DIRECTIVE
Copy out every line of the entries from the one containing "Each <instance> block shows" down to the one containing "positive clicks: (573, 519)", both ends included.
___ INPUT DATA
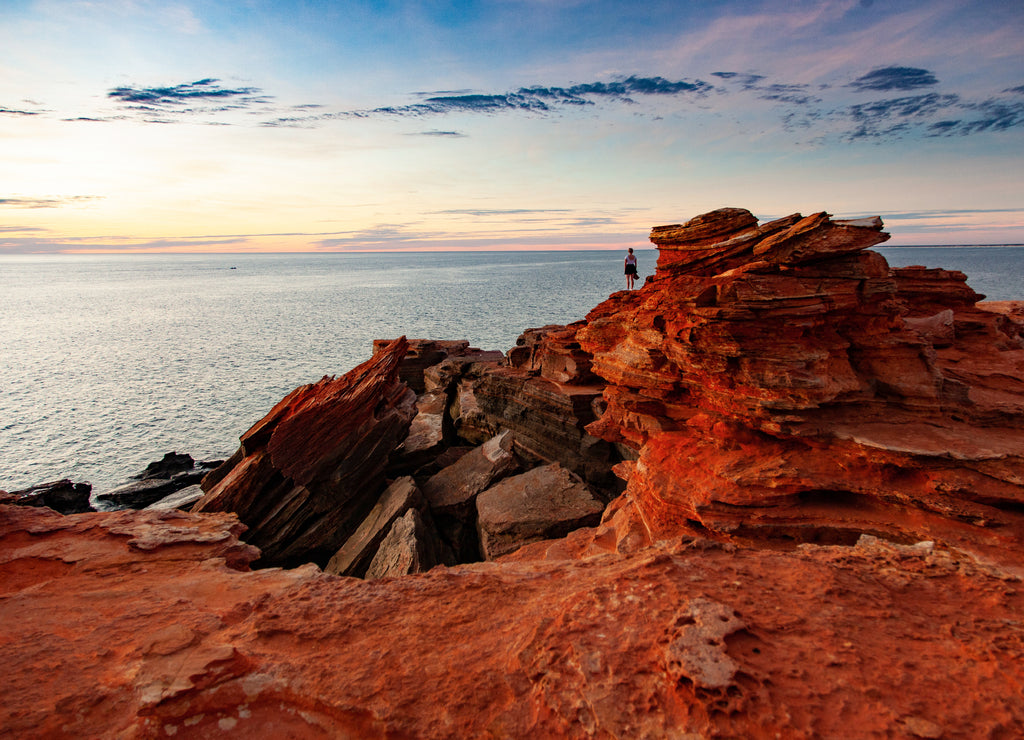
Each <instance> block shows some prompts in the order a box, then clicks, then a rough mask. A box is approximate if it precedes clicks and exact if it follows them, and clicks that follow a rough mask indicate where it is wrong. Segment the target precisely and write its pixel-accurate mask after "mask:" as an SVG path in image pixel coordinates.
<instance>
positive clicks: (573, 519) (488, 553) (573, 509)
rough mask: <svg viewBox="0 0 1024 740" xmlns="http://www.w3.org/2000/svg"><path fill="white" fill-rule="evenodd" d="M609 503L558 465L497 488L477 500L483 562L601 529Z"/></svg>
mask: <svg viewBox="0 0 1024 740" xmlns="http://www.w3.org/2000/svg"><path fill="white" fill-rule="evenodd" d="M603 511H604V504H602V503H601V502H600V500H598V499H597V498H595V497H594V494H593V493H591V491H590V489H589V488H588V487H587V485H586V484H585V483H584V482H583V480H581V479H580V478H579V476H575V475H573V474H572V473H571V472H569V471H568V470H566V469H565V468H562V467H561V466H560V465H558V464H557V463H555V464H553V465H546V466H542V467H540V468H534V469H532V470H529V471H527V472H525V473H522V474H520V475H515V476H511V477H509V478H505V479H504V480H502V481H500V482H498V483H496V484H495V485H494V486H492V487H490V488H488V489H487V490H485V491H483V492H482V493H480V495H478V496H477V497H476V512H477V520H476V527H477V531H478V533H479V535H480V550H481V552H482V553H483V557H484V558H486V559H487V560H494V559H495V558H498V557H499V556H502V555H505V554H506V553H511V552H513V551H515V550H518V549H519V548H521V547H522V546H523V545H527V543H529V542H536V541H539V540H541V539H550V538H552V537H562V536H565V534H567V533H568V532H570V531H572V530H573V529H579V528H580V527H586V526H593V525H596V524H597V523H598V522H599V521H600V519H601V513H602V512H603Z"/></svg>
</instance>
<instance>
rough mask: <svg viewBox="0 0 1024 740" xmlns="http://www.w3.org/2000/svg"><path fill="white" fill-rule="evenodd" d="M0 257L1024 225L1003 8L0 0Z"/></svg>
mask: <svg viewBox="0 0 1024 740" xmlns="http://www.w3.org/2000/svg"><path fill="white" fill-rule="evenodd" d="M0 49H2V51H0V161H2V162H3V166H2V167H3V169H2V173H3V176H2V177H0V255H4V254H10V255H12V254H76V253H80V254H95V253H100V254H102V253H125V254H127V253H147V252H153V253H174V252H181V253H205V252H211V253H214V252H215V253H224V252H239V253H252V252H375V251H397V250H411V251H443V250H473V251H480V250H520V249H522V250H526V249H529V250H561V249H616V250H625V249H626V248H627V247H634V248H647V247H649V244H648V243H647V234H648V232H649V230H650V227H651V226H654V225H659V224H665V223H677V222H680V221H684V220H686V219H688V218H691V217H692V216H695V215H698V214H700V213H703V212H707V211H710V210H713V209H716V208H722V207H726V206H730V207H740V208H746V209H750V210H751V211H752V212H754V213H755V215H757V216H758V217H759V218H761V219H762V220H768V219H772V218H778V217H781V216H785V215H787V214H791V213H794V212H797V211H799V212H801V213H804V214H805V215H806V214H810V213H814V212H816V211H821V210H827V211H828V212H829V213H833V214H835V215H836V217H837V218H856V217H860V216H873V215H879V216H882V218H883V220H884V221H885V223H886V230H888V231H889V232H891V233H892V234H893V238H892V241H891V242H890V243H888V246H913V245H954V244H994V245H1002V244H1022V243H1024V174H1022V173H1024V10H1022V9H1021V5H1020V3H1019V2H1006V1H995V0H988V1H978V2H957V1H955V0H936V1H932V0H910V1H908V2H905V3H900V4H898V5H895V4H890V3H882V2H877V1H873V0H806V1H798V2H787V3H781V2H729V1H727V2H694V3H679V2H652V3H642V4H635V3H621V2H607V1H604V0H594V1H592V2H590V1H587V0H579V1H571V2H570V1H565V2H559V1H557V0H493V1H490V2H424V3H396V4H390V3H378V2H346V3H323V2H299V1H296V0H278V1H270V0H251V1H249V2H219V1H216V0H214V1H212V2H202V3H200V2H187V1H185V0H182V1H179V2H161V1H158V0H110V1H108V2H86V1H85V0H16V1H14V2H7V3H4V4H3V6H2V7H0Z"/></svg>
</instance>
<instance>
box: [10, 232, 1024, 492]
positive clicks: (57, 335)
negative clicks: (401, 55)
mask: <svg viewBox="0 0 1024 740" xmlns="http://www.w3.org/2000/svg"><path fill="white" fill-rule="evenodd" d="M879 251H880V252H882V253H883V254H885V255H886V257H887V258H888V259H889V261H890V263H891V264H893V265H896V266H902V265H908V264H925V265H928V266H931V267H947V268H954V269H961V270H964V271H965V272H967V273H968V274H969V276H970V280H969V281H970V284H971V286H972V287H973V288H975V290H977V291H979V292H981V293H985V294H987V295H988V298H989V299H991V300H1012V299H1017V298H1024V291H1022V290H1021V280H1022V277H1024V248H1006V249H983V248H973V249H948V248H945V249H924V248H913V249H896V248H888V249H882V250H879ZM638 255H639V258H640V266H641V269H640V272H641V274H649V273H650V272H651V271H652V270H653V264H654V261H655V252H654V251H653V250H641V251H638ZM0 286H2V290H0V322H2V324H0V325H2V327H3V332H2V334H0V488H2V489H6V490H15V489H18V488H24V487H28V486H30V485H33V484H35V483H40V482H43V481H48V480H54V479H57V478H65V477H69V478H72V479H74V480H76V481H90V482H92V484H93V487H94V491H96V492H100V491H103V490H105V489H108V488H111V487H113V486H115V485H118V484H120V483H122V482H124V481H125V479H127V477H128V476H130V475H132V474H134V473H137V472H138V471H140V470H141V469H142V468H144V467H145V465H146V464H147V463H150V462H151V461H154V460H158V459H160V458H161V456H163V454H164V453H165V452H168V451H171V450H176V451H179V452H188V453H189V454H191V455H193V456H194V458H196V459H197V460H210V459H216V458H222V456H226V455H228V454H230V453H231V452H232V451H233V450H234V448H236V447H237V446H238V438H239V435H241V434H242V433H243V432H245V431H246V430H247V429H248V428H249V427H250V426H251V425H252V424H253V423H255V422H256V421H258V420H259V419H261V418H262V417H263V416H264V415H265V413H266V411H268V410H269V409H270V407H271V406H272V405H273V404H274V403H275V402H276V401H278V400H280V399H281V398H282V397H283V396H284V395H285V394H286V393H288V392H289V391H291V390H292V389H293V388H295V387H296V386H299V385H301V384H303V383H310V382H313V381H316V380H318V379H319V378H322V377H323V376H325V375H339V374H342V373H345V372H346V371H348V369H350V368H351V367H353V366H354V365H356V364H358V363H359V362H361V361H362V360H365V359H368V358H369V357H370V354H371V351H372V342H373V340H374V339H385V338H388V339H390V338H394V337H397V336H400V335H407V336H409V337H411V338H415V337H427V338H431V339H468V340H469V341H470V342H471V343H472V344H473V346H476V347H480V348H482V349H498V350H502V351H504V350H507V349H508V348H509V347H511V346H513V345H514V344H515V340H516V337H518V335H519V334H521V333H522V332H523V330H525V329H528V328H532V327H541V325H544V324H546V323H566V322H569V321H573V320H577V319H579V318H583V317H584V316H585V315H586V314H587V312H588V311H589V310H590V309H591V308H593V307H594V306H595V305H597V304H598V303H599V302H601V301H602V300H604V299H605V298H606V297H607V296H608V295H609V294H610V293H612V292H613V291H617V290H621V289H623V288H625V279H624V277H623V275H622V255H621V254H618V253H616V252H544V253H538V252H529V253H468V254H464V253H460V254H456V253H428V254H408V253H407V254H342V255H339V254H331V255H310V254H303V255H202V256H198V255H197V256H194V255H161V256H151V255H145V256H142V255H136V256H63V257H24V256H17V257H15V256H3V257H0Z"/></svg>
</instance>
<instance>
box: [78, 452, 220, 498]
______
___ INPUT DATA
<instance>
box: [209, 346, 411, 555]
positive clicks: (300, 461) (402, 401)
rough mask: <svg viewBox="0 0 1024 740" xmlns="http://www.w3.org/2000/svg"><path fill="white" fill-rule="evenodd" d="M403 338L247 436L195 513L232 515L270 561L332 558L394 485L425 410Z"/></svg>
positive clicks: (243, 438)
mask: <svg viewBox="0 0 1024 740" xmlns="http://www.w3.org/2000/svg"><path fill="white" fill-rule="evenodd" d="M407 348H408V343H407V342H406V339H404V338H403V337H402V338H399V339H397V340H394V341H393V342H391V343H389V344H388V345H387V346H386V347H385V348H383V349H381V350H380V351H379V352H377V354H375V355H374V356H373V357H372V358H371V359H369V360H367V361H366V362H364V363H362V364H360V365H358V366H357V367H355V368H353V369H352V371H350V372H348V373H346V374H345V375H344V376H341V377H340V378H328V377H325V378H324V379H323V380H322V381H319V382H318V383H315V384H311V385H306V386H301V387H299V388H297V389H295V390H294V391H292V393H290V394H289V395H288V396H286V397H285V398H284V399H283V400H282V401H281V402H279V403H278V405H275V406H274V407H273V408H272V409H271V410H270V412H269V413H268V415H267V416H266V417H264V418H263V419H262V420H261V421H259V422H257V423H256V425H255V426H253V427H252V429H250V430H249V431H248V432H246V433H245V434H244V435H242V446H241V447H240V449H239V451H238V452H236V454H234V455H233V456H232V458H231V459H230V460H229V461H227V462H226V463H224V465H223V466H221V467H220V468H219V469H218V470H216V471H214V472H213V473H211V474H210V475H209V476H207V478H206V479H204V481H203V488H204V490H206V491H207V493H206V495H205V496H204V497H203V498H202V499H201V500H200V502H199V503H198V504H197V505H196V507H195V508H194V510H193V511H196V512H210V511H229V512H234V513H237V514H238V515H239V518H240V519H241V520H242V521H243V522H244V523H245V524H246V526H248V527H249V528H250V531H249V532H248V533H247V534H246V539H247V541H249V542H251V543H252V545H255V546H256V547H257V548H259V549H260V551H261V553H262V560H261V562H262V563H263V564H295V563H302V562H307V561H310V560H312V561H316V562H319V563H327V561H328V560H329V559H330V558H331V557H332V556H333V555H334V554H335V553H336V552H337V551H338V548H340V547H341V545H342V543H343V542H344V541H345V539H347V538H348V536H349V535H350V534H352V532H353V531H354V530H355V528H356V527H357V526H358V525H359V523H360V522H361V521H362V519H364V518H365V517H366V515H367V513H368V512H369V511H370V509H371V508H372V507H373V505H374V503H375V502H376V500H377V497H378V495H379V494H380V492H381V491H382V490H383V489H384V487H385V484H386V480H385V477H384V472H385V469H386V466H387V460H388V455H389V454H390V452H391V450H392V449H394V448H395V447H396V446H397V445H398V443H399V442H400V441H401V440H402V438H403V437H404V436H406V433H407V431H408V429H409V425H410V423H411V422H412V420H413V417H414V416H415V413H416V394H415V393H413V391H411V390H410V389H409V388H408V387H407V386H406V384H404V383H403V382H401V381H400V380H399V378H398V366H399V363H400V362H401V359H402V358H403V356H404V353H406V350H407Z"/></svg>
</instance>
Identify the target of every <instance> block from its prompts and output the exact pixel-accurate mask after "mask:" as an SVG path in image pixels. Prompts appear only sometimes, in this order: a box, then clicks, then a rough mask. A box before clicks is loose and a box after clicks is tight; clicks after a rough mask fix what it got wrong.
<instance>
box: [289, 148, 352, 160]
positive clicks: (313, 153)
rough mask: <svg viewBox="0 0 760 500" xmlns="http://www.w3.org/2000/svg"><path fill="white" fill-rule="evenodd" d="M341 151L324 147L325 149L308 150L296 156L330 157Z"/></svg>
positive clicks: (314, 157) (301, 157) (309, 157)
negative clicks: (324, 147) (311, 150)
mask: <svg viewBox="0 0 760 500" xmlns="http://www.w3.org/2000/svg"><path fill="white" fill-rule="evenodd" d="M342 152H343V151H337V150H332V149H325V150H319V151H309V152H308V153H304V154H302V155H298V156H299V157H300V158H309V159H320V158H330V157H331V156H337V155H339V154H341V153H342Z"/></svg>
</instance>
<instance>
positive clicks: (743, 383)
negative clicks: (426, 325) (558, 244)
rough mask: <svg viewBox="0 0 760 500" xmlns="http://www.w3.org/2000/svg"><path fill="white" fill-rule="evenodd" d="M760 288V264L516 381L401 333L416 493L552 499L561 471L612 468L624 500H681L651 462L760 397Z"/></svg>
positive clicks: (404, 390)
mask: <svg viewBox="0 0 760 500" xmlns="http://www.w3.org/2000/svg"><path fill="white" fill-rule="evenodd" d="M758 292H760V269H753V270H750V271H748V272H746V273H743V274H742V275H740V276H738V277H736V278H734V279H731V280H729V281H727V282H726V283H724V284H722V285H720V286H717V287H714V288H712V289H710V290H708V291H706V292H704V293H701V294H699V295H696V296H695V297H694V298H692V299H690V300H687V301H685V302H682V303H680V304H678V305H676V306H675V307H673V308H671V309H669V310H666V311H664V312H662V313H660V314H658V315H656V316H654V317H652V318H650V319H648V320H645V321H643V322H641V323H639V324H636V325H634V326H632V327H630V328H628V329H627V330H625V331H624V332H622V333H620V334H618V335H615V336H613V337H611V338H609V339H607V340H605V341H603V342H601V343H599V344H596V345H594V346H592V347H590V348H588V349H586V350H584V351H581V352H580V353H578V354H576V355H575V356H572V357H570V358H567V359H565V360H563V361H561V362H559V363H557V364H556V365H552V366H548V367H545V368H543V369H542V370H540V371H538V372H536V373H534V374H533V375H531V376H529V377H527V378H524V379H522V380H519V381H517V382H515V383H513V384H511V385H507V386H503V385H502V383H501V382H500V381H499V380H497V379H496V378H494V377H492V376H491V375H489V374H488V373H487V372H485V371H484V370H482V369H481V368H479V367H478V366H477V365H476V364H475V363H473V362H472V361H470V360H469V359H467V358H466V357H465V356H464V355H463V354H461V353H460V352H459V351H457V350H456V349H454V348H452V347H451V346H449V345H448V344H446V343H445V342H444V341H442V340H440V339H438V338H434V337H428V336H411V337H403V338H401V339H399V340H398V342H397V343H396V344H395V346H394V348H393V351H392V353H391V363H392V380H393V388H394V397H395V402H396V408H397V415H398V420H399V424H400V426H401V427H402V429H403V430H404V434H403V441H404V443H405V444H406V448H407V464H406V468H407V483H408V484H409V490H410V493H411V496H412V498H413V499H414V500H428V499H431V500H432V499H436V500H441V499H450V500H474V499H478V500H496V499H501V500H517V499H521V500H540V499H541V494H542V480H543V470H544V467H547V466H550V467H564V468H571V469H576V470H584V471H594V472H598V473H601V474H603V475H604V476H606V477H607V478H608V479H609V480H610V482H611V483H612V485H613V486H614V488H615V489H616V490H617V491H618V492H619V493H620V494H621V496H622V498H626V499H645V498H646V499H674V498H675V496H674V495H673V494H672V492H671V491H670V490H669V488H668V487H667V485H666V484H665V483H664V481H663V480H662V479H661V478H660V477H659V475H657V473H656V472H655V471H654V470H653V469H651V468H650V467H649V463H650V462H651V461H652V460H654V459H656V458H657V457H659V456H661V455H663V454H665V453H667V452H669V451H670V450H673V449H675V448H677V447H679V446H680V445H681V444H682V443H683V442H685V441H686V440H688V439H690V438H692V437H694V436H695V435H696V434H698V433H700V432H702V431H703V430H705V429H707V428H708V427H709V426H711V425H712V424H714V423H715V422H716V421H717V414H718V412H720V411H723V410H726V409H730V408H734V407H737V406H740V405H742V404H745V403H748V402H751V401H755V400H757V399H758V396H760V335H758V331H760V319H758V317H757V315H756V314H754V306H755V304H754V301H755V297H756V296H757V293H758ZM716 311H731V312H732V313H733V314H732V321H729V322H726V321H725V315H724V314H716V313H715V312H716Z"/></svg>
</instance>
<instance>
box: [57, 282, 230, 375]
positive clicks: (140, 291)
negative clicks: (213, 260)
______
___ INPUT DATA
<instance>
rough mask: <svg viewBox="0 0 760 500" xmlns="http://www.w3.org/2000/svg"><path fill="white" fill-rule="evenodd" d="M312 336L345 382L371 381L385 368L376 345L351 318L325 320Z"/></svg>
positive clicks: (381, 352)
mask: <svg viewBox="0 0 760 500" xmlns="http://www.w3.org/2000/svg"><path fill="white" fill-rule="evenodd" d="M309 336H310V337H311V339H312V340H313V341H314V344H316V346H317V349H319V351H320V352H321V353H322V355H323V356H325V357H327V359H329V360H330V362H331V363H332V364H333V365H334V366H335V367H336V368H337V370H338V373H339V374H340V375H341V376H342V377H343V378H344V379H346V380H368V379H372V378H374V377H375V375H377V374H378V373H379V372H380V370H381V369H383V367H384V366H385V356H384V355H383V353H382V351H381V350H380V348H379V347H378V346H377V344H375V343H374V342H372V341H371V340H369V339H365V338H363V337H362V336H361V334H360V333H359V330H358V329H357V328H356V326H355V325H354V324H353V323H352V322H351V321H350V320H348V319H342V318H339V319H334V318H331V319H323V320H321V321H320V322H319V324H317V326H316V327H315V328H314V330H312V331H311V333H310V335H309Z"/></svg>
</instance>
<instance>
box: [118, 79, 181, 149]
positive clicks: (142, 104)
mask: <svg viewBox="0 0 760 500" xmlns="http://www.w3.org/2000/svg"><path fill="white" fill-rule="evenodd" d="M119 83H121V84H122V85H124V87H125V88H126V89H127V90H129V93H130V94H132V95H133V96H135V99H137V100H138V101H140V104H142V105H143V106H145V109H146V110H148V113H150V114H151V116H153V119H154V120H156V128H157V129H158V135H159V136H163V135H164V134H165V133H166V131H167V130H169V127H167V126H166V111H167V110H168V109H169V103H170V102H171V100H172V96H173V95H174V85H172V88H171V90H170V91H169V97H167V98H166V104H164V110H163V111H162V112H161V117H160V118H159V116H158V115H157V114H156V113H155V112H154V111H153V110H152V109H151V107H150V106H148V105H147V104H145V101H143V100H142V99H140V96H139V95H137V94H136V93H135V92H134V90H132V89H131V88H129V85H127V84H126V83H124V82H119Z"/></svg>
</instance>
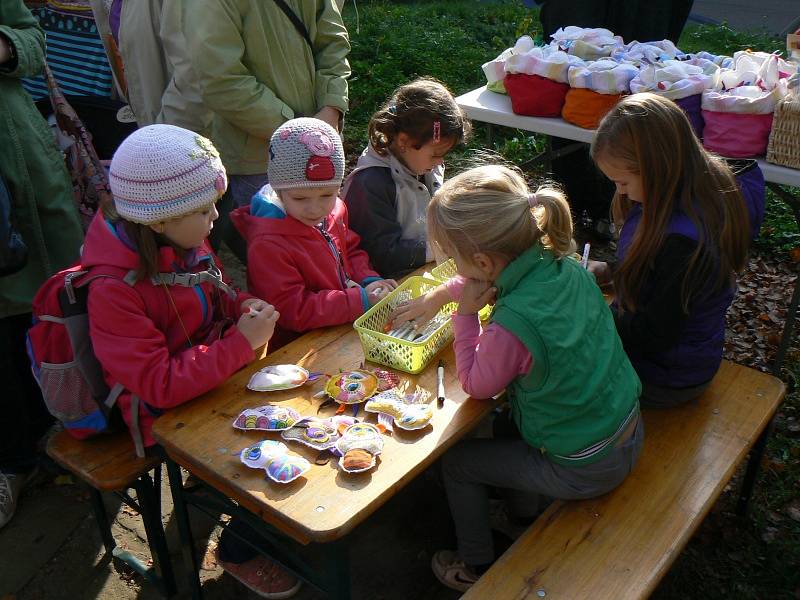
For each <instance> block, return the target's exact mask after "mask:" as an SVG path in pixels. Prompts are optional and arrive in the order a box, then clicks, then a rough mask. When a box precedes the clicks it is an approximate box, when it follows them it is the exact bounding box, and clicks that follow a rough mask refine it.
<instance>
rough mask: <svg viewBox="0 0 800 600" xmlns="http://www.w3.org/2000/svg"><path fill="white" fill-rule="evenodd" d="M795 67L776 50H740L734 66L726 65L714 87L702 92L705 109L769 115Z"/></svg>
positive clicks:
______
ANSWER FOR THIS EXERCISE
Each <instance> block shows some prompts in the order a box, then clicks, then a rough mask. A box is approximate if it precedes clicks and exact if it follows them, and clicks that follow a rough mask indicate where it is wrong. Segment the target precisely and write its pixel-accurate mask after "mask:" as an SVG path in image pixel coordinates.
<instance>
positive clicks: (573, 519) (488, 553) (573, 509)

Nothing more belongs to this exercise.